To mitigate the impact of humidity, pure silica materials⁹ and carbon materials with a hydrophobic nature^10,11 were previously used as CO₂ adsorbents because of their low affinity for H₂O molecules. However, this improved resistance to humidity was normally achieved by sacrificing CO₂/N₂ selectivity. Zeolites, 3-dimensional crystalline structures constructed from SiO₄⁴⁻ tetrahedra bridged by O atoms, offer an alternative. Although substituting Si atoms with elements like Al generates an overall negatively charged framework that attracts neutralizing cations (e.g., H⁺, Na⁺, Ca²⁺, and La³⁺) and enhances hydrophilicity, zeolites remain highly promising for CO₂ capture, as these incorporated cations can promote strong interactions with CO₂ and lead to high CO₂/N₂ selectivity.^11,12

To prohibit water vapor access, several feasible strategies have been proposed to modify zeolite surfaces: (1) polymerizing polyethylene terephthalate (PET) films on the zeolite surface,¹³ (2) combining ZIF materials with zeolites via a glass transition,¹⁴ (3) utilizing azide reagents as binders for composites,¹⁵ etc. However, these methods are complicated and may not be suitable for large-scale applications.

☆ ☆ ☆ ☆ ☆ ☆ ☆

◆ **WORK INSTRUCTIONS**
1. In the CO₂ capture passage, what was normally sacrificed to gain better resistance to humidity?
2. Copy the CO₂ capture passage word for word, from "To prohibit water" through "for large-scale applications.", inclusive.

◆ **PROVIDED INFORMATION**
☆ ☆ ☆ ☆ ☆ ☆ ☆

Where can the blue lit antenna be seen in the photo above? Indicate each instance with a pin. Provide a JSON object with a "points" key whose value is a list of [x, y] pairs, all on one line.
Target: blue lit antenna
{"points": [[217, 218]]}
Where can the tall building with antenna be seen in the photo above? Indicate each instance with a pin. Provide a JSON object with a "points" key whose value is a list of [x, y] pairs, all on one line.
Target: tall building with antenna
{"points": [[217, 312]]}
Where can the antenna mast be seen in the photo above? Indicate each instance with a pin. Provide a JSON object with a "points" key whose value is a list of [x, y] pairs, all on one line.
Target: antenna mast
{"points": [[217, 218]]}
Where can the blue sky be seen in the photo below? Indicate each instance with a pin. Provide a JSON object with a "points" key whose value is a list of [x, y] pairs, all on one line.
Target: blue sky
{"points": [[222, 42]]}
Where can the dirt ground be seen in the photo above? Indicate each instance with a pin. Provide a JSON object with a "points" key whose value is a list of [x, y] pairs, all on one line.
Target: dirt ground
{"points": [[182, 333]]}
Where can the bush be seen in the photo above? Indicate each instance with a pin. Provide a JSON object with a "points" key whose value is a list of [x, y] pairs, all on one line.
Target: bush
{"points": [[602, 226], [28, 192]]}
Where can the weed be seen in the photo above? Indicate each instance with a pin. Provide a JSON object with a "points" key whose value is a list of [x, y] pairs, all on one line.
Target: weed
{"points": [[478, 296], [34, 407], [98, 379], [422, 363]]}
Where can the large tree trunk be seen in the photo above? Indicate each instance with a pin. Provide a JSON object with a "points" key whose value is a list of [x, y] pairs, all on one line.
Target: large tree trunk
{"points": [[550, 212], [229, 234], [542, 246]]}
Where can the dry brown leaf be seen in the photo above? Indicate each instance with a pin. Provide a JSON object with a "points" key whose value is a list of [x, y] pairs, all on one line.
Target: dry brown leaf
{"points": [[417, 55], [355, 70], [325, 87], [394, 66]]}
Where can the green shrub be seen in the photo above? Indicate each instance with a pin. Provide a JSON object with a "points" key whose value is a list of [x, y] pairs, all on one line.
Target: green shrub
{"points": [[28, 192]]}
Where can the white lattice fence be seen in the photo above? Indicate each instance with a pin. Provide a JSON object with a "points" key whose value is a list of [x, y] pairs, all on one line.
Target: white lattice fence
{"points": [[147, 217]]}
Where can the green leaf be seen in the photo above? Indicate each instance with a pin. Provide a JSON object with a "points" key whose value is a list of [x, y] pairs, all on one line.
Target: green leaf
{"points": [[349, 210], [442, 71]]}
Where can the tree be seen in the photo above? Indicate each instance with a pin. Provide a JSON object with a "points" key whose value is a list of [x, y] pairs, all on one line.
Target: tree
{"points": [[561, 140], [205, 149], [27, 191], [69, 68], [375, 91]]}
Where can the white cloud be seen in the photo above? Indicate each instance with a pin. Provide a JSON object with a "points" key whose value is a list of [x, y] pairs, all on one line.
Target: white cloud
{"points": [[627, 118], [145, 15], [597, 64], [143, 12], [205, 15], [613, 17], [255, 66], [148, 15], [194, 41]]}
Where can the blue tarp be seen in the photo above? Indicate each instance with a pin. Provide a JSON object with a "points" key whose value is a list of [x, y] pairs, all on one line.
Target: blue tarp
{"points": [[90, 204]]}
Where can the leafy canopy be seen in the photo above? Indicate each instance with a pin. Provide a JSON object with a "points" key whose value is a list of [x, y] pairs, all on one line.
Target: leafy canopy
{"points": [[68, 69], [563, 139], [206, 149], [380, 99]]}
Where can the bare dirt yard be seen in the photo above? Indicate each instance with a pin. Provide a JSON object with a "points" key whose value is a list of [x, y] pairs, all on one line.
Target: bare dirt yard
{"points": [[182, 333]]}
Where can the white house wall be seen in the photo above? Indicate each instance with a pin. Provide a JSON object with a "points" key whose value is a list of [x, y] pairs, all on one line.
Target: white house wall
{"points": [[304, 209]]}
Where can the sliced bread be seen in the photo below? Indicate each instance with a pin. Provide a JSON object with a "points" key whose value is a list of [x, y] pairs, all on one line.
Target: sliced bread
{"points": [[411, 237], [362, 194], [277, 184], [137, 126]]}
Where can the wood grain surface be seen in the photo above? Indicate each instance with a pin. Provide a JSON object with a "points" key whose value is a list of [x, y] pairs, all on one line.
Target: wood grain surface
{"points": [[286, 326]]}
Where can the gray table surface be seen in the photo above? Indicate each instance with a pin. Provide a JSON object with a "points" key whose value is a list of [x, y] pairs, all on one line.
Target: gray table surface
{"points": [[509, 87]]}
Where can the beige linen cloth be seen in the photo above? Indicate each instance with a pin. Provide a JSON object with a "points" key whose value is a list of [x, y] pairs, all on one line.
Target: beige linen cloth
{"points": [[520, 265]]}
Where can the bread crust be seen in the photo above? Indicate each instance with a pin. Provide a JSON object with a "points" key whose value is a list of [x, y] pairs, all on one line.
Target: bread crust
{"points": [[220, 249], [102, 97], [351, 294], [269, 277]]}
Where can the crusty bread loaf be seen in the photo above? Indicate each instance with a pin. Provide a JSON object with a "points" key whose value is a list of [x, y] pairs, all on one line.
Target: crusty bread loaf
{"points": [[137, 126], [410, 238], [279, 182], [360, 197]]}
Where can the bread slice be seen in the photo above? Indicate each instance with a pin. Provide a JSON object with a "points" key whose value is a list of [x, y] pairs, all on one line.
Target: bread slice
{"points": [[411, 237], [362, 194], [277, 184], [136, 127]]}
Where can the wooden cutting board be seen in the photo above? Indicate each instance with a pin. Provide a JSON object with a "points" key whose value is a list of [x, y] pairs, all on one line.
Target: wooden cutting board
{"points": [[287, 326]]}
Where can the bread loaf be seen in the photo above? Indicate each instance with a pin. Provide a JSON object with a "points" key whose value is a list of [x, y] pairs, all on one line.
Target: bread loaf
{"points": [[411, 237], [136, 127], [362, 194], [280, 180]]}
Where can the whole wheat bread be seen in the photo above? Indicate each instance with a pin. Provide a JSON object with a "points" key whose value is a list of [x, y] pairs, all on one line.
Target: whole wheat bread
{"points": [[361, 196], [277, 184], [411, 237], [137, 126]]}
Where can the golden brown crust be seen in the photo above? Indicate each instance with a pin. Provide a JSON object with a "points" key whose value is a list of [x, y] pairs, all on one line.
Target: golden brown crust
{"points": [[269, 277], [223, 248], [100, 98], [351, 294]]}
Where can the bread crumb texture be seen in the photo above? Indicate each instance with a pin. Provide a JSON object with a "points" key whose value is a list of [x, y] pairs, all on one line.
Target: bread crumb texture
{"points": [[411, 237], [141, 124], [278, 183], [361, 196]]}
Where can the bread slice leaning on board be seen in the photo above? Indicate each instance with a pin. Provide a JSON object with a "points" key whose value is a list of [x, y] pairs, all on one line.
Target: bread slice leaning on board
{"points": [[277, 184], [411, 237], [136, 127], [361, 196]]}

☆ ☆ ☆ ☆ ☆ ☆ ☆

◆ **PER-TASK ANSWERS**
1. CO₂/N₂ selectivity

2.
To prohibit water vapor access, several feasible strategies have been proposed to modify zeolite surfaces: (1) polymerizing polyethylene terephthalate (PET) films on the zeolite surface,¹³ (2) combining ZIF materials with zeolites via a glass transition,¹⁴ (3) utilizing azide reagents as binders for composites,¹⁵ etc. However, these methods are complicated and may not be suitable for large-scale applications.